# [Extract]
<<<<

I didn’t make a resolution to get healthy or lose weight. Also, my VOLS just won the Outback bowl so therefore I’m going to celebrate with one of my faves, Monkey Bread! I have so many memories of this easy & gooey deliciousness. However, may I give you 1 tip, NEVER I REPEAT NEVER make your caramel sauce in a “microwave safe bowl”. I did that once.. I ended up with melted plastic and boiling caramel wrapped around 2 fingers which caused 3rd degree burns. Those burns required physical therapy as I could not straighten my fingers. I’ll never forget that night, thankfully it was a snowy MI evening so I sat with my fingers in a bowl of snow all night before finally going to the doctor. I have learned from that mistake 😊
Preheat oven to 350, prepare a bundt pan with baking spray
- 4 cans refrigerated biscuits-quartered
- 2/3 C white sugar
- 1 TB cinnamon (I love cinnamon but you could certainly cut that to 2 tsp)
- 3/4 C butter
- 1 C packed brown sugar
In a small saucepan, bring your butter and brown sugar to a boil over med heat; boil 1 minute. While your caramel sauce is coming together, mix sugar and cinnamon in a large plastic bag Place quartered biscuit pieces in bag and shake until each piece is coated in sugar mixture; fill bundt pan (I sprinkle any remaining cinnamon sugar over the top of the biscuits). When your caramel sauce has boiled 1 min, pour over biscuits and bake 35-40 minutes until golden brown.

>>>>

[Stored entries]
<<<<

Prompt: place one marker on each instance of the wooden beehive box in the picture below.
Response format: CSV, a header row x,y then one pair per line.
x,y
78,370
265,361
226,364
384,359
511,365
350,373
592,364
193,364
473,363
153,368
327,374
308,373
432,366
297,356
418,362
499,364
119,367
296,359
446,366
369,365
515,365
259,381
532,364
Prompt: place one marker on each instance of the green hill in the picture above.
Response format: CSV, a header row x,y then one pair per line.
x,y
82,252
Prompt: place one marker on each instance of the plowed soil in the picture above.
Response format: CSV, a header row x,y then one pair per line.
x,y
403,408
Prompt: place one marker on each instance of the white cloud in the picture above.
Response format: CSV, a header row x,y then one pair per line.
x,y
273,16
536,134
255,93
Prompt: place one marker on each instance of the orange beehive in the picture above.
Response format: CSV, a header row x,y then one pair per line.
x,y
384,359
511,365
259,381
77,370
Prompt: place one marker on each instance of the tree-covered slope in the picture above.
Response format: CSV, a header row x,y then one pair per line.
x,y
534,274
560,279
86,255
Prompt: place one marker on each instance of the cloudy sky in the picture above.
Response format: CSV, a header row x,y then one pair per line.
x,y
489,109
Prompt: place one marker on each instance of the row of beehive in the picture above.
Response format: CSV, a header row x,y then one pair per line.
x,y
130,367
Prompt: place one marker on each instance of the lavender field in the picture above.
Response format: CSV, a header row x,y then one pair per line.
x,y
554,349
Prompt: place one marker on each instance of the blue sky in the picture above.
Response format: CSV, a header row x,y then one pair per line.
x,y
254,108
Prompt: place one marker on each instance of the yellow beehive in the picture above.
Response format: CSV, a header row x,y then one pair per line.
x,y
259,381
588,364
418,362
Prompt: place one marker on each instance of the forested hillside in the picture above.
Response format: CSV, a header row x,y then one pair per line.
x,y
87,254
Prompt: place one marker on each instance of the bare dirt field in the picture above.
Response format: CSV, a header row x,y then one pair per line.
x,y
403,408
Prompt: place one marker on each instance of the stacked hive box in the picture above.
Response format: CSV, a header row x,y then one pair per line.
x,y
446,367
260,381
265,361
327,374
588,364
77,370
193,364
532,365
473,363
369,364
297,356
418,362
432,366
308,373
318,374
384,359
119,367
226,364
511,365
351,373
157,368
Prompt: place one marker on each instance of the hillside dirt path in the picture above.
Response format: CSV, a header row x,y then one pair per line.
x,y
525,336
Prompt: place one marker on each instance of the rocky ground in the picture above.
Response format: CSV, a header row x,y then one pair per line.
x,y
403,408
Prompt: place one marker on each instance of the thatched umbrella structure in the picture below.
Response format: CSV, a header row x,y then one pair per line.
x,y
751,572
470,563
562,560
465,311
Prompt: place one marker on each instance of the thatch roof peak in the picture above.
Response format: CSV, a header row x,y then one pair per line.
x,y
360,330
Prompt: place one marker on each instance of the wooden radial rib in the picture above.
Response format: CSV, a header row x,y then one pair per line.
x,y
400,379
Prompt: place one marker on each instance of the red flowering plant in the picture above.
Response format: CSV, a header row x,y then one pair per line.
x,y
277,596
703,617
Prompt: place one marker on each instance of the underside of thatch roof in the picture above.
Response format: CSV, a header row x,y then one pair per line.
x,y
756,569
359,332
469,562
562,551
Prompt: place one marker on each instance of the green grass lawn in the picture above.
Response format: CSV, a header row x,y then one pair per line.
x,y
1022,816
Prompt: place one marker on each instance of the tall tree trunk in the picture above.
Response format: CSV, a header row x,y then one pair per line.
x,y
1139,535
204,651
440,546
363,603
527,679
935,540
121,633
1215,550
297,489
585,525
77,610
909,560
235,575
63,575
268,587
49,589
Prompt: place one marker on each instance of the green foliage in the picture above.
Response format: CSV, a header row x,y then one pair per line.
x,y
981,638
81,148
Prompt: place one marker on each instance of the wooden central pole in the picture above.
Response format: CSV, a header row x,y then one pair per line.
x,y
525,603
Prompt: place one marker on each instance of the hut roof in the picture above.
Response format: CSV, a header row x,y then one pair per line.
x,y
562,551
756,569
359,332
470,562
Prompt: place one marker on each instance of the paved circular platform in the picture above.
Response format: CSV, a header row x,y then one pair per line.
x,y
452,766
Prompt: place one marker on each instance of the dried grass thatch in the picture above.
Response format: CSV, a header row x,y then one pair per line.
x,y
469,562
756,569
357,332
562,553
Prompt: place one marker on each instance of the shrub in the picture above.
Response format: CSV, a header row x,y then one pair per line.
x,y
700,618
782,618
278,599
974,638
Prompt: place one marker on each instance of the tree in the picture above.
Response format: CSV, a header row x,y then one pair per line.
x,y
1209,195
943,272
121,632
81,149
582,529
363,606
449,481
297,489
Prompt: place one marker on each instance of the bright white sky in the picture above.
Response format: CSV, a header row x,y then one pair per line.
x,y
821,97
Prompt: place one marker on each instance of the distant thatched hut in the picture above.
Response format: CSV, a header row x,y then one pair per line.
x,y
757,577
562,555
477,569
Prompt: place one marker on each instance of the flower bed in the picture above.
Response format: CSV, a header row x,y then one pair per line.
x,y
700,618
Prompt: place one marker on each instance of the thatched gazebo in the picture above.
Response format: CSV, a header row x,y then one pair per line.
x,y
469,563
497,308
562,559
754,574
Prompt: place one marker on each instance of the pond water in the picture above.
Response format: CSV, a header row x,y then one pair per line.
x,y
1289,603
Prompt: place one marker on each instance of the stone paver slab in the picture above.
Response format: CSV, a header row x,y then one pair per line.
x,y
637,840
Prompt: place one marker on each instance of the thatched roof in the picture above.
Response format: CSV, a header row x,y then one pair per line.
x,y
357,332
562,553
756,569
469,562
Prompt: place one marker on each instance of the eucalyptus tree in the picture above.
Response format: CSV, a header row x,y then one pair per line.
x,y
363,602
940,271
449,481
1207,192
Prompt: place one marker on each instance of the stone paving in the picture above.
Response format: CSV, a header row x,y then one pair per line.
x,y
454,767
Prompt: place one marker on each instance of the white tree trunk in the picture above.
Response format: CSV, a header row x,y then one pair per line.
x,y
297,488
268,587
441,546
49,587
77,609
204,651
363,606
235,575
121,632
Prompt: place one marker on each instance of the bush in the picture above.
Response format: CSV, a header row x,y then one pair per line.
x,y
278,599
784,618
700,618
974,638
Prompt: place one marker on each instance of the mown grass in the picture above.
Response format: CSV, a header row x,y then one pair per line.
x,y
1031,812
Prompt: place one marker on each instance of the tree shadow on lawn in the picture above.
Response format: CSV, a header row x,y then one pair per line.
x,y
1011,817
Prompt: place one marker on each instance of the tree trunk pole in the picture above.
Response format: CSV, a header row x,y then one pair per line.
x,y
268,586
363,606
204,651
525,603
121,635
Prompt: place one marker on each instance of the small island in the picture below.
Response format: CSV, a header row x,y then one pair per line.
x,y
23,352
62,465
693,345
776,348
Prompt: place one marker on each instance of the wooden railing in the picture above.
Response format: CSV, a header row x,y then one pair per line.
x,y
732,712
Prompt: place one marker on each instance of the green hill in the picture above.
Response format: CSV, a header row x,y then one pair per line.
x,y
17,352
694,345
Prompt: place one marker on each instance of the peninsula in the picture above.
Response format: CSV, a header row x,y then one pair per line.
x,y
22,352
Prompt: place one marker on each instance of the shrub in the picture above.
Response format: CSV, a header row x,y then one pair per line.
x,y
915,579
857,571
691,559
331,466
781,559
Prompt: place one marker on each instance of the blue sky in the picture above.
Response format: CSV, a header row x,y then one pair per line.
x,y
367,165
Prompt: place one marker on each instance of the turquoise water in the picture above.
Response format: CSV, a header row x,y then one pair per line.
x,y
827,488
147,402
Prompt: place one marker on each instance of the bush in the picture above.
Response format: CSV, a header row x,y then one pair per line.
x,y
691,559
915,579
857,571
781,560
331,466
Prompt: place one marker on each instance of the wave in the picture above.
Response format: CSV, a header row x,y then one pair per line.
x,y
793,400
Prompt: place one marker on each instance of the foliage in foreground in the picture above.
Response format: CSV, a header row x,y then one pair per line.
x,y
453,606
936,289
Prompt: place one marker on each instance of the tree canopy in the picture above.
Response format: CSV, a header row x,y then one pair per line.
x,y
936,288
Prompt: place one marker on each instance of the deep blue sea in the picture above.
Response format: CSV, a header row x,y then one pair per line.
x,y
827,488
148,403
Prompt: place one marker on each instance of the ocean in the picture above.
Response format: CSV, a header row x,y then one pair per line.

>>>>

# [Apply what you read]
(1) Answer these questions from the monkey bread recipe, one line each:
(a) How many cans of refrigerated biscuits does the recipe call for?
(b) How long should the butter and brown sugar boil?
(c) What did the writer sit with their burned fingers in all night?
(2) Reproduce word for word the part of the monkey bread recipe starting with "- 3/4 C butter" and going on through "until golden brown.".

# [Answer list]
(1)
(a) 4 cans
(b) 1 minute
(c) A bowl of snow

(2)
- 3/4 C butter
- 1 C packed brown sugar
In a small saucepan, bring your butter and brown sugar to a boil over med heat; boil 1 minute. While your caramel sauce is coming together, mix sugar and cinnamon in a large plastic bag Place quartered biscuit pieces in bag and shake until each piece is coated in sugar mixture; fill bundt pan (I sprinkle any remaining cinnamon sugar over the top of the biscuits). When your caramel sauce has boiled 1 min, pour over biscuits and bake 35-40 minutes until golden brown.